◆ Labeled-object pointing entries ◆
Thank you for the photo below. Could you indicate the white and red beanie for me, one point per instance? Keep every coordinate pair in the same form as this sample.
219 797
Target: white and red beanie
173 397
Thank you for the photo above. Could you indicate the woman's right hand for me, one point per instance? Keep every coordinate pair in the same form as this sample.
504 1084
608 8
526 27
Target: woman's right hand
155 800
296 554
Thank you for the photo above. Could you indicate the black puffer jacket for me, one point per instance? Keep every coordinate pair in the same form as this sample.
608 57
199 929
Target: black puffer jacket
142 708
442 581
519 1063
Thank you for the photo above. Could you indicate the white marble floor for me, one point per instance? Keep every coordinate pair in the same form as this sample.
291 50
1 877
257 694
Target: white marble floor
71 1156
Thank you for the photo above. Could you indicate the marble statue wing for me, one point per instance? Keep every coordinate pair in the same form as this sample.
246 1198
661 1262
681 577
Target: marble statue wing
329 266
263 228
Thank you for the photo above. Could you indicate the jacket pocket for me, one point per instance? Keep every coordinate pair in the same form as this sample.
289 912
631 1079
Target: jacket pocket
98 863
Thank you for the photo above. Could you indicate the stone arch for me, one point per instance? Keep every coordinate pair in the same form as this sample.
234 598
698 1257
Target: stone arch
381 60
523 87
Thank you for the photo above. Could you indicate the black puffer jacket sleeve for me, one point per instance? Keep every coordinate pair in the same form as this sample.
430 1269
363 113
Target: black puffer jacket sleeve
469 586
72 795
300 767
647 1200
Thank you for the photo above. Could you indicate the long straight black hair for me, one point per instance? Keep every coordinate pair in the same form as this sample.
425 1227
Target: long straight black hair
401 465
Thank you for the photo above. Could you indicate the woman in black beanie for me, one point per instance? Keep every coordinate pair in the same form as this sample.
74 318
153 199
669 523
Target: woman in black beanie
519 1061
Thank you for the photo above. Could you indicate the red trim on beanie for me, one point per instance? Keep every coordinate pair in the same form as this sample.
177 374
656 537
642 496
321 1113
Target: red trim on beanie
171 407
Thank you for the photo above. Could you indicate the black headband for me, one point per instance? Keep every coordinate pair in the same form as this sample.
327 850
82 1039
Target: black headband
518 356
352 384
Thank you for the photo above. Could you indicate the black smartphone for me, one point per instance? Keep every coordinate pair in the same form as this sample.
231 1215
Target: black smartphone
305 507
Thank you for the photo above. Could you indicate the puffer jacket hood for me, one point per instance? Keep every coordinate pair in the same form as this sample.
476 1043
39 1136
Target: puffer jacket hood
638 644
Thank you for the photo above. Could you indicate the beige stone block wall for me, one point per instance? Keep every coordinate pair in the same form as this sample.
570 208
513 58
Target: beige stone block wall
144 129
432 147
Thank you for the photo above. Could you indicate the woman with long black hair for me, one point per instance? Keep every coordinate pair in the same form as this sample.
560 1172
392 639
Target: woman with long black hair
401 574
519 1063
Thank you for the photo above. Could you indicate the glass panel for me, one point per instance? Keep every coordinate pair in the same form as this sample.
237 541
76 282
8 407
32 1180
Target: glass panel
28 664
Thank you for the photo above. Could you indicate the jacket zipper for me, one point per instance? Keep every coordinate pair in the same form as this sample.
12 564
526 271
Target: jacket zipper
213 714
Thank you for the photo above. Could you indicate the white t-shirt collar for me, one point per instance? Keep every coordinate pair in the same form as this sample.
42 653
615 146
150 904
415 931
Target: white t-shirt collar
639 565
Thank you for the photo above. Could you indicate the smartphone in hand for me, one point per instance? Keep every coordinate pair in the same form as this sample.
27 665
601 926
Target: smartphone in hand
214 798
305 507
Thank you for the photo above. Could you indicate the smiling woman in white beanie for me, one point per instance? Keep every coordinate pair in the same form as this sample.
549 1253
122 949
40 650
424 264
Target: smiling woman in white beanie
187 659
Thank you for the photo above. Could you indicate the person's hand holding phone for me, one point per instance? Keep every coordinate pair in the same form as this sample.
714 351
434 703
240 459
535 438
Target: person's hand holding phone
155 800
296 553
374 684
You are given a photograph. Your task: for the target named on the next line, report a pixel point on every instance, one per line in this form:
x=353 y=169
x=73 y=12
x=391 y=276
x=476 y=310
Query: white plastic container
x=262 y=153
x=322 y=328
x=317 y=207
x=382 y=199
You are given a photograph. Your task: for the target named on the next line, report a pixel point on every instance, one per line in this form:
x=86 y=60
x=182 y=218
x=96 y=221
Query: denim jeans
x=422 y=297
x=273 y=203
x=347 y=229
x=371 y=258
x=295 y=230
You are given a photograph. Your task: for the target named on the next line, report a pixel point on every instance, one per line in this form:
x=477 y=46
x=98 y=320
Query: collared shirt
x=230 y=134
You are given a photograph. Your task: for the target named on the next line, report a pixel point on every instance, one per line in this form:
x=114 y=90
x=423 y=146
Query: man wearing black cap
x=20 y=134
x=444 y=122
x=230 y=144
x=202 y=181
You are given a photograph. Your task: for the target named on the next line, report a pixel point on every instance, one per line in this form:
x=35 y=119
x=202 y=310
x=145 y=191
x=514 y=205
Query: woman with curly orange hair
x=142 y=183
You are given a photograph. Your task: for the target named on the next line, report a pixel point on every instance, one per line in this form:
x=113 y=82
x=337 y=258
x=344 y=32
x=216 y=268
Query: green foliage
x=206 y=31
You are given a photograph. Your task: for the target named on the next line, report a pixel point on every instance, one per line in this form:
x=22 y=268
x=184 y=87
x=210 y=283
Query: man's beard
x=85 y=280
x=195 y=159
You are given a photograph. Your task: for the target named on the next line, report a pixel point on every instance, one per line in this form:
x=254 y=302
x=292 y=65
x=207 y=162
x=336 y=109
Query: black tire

◆ The request ◆
From the records above, pick out every line containing the string "glass".

◆ Output for this exercise ◆
Thank you for the photo above. Could you indicate the glass panel for me, one point per instance? Keep every coordinate pair in the same form as this sample.
Target: glass panel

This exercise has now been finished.